[Your objective]
How many lines in the entries below contain the string "snow"? Count only case-exact matches and reply with the number alone.

[Stored records]
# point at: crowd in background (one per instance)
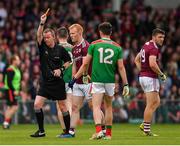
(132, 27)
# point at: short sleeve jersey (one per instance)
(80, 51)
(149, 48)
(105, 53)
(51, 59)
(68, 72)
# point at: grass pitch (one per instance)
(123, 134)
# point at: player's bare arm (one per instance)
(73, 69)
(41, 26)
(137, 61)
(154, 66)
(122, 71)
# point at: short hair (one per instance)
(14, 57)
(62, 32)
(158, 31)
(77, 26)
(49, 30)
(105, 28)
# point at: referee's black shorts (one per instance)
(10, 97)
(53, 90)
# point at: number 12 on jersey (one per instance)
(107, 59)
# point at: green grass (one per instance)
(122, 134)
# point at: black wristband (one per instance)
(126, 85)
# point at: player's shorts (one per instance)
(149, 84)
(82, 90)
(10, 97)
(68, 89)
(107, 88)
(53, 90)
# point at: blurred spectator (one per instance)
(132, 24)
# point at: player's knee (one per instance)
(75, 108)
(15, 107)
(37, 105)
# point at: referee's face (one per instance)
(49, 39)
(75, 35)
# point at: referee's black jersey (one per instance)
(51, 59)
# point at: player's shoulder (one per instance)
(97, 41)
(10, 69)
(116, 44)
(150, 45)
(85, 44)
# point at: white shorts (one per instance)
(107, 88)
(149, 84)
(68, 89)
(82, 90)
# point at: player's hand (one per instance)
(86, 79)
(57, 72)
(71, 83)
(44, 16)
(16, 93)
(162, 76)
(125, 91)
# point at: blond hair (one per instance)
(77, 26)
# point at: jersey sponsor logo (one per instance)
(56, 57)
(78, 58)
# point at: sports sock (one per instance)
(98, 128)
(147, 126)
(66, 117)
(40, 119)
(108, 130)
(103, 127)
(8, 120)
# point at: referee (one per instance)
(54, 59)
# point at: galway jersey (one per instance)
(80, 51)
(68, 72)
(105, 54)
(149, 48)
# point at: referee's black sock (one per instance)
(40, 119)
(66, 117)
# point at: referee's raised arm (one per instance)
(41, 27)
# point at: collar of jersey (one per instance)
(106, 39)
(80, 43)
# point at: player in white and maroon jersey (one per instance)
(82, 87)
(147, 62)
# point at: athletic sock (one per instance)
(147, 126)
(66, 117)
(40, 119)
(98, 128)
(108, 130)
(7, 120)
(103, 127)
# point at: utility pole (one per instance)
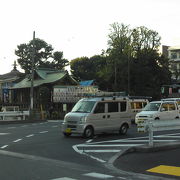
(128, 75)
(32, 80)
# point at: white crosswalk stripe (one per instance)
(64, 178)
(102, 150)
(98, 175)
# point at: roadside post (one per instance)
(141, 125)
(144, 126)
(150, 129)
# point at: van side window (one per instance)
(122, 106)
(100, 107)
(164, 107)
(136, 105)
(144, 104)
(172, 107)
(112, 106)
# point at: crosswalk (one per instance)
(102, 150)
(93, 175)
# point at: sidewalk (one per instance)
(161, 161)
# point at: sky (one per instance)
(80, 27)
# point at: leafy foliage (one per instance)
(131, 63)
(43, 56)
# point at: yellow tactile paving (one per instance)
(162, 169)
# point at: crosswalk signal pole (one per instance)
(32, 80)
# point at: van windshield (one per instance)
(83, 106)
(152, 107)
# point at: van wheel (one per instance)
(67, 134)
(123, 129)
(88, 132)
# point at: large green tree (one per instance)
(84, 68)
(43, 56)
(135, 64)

--

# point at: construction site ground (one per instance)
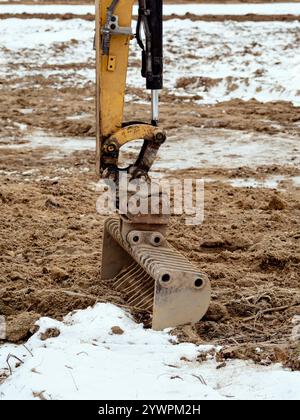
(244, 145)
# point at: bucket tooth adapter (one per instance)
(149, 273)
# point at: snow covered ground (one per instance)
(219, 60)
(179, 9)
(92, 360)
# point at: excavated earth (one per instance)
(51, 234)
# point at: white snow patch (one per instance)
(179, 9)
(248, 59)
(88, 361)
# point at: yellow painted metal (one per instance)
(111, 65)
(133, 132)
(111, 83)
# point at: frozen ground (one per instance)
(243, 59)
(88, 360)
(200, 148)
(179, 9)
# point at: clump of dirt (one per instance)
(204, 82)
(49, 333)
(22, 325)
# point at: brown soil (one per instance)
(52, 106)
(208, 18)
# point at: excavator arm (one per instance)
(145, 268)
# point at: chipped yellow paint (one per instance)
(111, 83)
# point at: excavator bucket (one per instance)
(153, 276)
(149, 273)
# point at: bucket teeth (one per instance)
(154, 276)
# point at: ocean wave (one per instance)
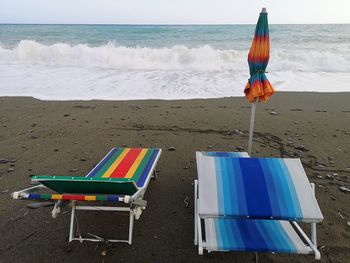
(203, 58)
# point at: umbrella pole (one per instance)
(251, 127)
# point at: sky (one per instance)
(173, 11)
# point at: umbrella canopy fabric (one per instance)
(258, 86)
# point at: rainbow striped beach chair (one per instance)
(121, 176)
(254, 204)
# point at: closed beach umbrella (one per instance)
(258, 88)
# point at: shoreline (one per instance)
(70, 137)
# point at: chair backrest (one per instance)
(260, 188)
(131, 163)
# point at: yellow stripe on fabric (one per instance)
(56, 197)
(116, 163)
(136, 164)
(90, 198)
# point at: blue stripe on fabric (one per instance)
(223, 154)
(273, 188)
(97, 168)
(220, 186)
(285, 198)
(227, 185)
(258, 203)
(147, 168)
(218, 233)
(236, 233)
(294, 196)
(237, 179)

...

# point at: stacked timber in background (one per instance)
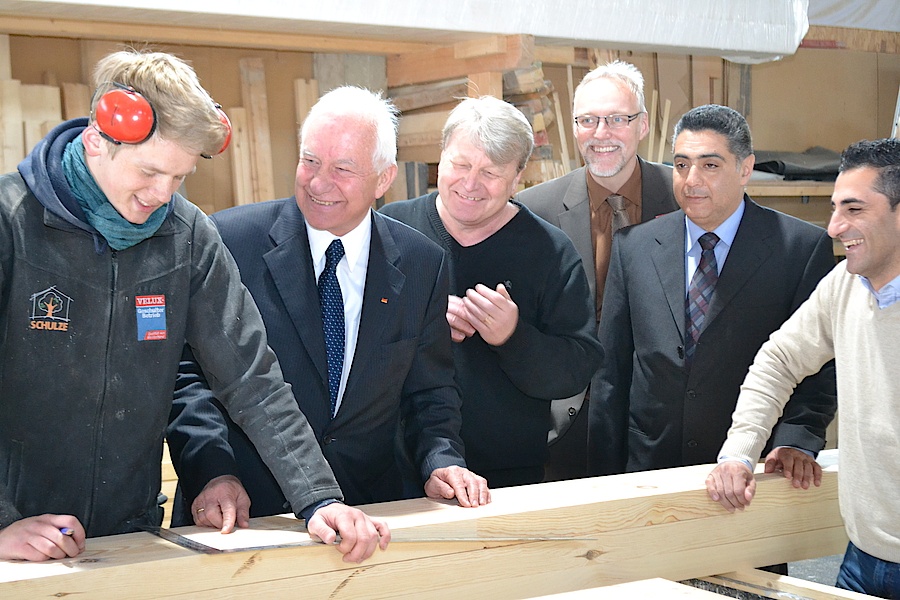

[Task answer]
2